___ Information given

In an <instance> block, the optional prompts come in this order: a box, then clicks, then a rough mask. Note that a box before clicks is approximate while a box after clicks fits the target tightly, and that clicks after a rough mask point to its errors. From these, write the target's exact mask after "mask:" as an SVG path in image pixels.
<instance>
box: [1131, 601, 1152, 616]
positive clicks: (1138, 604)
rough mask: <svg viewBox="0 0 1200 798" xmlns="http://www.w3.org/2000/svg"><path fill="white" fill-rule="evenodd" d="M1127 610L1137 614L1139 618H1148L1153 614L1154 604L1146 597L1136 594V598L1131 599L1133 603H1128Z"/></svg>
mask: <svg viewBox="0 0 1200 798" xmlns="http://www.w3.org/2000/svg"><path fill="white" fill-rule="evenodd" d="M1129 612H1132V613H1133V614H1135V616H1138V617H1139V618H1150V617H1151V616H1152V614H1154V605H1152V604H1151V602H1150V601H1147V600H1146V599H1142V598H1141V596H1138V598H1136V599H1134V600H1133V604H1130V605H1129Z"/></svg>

______

The problem –
Only lines holding the word "clicks" belong in the answer; copy all of them from the records.

Output of the task –
In an <instance> block, the optional prompts come in this order: a box, then clicks, then a rough mask. Note that a box before clicks is approximate while a box after clicks fits the target tightly, and that clicks after a rough mask point to its errors. From these, write the target's exact mask after "mask:" as an SVG path in image pixels.
positive clicks: (1138, 604)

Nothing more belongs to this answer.